━━━ ENTRADAS PROPORCIONADAS

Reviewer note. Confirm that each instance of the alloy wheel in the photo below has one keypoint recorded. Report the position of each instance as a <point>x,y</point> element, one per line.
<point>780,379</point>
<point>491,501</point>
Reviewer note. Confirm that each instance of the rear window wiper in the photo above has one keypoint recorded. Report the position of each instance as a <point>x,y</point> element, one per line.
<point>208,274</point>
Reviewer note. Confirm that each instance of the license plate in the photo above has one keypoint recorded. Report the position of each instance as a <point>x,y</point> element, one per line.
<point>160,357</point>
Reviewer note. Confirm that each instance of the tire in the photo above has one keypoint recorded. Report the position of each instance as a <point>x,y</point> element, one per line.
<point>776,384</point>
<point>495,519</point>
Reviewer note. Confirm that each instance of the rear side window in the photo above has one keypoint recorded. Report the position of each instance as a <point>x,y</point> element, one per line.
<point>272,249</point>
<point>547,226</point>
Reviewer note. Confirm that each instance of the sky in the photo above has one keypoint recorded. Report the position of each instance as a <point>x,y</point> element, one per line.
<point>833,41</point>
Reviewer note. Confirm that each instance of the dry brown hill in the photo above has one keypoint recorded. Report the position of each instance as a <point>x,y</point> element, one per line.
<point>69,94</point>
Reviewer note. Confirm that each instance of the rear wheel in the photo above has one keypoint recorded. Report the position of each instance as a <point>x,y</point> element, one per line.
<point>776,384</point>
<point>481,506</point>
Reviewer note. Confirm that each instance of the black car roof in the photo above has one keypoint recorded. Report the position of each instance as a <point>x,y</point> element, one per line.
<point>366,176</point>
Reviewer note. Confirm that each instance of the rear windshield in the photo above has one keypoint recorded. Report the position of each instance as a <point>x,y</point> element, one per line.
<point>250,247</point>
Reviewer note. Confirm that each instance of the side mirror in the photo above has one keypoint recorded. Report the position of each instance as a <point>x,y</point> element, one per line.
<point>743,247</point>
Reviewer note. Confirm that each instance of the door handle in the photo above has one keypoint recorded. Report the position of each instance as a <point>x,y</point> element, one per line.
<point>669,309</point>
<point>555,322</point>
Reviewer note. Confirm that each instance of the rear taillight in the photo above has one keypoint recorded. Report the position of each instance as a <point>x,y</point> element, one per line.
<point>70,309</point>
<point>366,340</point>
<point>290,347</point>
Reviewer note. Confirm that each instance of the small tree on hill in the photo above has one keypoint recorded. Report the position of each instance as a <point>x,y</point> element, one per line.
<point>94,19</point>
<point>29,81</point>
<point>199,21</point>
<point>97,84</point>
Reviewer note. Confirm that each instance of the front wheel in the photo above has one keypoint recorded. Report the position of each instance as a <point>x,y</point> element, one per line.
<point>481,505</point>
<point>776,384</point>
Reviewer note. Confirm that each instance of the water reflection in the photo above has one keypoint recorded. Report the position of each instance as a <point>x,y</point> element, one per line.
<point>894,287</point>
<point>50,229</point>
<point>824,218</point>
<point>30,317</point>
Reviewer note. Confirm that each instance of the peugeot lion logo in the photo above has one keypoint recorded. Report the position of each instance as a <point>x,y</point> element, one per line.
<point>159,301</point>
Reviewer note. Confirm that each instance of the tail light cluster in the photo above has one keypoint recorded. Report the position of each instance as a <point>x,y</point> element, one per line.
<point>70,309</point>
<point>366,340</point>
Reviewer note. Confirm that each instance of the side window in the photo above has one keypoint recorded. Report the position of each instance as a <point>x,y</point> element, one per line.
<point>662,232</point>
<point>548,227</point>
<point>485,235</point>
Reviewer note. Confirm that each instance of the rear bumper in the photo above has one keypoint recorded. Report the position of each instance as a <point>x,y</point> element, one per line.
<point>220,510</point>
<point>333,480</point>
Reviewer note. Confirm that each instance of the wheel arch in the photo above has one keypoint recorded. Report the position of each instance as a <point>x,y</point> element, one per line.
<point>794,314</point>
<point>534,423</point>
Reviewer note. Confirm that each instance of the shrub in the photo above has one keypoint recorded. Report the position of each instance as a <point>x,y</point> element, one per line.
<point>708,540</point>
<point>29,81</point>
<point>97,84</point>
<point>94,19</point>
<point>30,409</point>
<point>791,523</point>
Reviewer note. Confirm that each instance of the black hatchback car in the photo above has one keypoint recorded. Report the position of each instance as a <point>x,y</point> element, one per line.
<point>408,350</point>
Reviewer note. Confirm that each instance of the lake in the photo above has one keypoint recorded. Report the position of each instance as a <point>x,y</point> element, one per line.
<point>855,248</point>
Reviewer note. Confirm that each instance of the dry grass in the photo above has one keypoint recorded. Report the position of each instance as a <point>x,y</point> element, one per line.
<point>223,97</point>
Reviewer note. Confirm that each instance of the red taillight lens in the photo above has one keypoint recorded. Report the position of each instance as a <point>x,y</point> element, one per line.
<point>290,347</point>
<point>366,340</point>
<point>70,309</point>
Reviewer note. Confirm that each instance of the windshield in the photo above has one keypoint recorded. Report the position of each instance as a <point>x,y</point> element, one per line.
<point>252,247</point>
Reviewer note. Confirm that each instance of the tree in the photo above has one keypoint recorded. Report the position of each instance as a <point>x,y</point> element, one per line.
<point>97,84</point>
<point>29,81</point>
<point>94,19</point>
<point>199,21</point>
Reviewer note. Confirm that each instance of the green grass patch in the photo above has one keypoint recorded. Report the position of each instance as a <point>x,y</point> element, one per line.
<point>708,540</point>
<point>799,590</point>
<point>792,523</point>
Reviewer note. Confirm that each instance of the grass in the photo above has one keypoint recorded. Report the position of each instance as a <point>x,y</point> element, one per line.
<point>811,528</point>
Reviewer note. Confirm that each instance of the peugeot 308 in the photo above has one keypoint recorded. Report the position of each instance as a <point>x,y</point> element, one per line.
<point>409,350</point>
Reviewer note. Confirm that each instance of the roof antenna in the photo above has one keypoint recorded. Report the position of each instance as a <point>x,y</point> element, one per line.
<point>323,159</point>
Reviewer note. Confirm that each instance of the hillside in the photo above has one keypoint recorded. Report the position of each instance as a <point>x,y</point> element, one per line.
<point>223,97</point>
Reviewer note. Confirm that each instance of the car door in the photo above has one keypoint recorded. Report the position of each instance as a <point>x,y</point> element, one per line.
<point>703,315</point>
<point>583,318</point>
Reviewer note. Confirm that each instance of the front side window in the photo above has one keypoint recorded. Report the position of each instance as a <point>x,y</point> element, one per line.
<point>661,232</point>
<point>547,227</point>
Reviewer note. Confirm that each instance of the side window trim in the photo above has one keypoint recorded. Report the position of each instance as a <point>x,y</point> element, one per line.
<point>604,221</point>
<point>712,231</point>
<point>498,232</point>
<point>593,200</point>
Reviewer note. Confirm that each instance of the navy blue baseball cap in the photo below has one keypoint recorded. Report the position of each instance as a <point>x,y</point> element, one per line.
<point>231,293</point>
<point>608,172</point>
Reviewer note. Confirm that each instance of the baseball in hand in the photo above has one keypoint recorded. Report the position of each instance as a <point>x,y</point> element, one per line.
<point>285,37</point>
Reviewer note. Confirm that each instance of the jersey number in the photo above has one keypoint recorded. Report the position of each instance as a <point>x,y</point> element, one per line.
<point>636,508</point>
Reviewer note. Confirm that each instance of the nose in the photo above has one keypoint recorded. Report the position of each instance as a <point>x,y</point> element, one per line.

━━━━━━

__PROBLEMA__. Vuelve a escribir todo, sin omitir nada, desde la línea que contiene "Reviewer note. Confirm that each instance of the black car" hasta la que contiene "<point>366,176</point>", ambas incluidas. Desplaza cada coordenada de las respuestas sumándole 91.

__EJERCICIO RESUELTO__.
Reviewer note. Confirm that each instance of the black car roof in the photo above has one keypoint recorded. Report the position of each instance as a <point>x,y</point> element, one per line.
<point>457,267</point>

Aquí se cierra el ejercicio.